- _Page text_
- Opening Delimiter -
As reported by Fortune last week, Nordstrom’s revenue rose 7% in 2025 to $15.9 billion, slipping past a high-water mark from 2019 and finally recovering from the hit to sales during the COVID pandemic and from turmoil in the luxury market.

How going private gave Nordstrom freedom from Wall Street

While the chaos at Saks Fifth Avenue and Neiman Marcus have given it a huge opening, Nordstrom has also helped its own cause by upgrading stores, spending a lot of money on merging databases, and expanding its inventory. All that costs money, and the shareholder focus on profits and margins would probably have hurt Nordstrom shares if it were still a public company. Wall Street generally sees department stores as a mature business, and will let such companies invest only so much to reinvent themselves.

“When you’re a public company, your scorecard is your stock price, and that has a lot to do with the results you generate,” Pete Nordstrom says. “If the investment community doesn’t think very highly of department stores, which they don’t, your multiple goes down.” As a company leader, responding to that takes time away from tending to the core business, he adds: “You end up spending a lot of time on things that aren’t exactly what your business is.”

Like other luxury retail businesses, Nordstrom hit a rough patch coming out of COVID as people stopped buying nicer clothes for in-person events and going to the office. What’s more, its Rack discount chain struggled to define its market niche, and its expansion to Canada turned into an expensive failure.

To be able to reengineer the 125-year-old family business as they saw fit, the Nordstroms tried in 2017 to go private but failed, before ultimately succeeding in 2025. In a $6.25 billion deal that took the company off the stock market after 54 years, the Nordstroms teamed up with Mexico’s El Puerto de Liverpool, an operator of multiple department store chains. The Nordstrom family now owns a majority 50.1% stake.

Still, being private isn’t a license to let laxness creep in. And Nordstrom faces other strictures: The company took on some debt, for example, which requires it to hit certain milestones.

Why Nordstrom’s family owners aren’t in a rush for an IPO

“We do think being private on the edges helps us with improved focus as some noise gets removed,” says Erik. But he added: “I’ve never complained about being a public company. The main upside for us is that it was a forcing mechanism to get our story very clear.”
- Closing Delimiter -
- _Data records_
- Opening Delimiter -
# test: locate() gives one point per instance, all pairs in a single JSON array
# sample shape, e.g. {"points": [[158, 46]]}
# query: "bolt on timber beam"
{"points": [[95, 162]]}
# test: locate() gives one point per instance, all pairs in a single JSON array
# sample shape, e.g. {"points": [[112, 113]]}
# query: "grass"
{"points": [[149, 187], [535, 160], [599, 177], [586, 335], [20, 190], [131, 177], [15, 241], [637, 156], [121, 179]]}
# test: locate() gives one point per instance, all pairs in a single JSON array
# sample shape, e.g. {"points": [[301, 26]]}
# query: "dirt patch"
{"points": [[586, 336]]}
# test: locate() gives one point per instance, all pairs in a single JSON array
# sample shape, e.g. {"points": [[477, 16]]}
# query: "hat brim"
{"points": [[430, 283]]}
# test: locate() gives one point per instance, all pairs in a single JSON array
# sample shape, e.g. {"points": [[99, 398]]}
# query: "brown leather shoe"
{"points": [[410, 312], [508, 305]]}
- Closing Delimiter -
- Opening Delimiter -
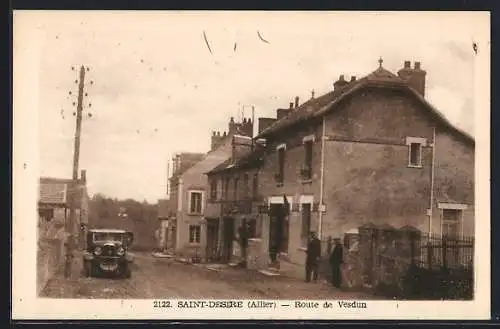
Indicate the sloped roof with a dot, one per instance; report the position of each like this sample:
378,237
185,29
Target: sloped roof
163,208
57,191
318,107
- Closing Delimiter -
- _Problem statement_
Please state what share of the company the Nordstrom family now owns, according to the Nordstrom text. None of these lines has any bearing on the Nordstrom text.

- _Answer space_
A majority 50.1% stake.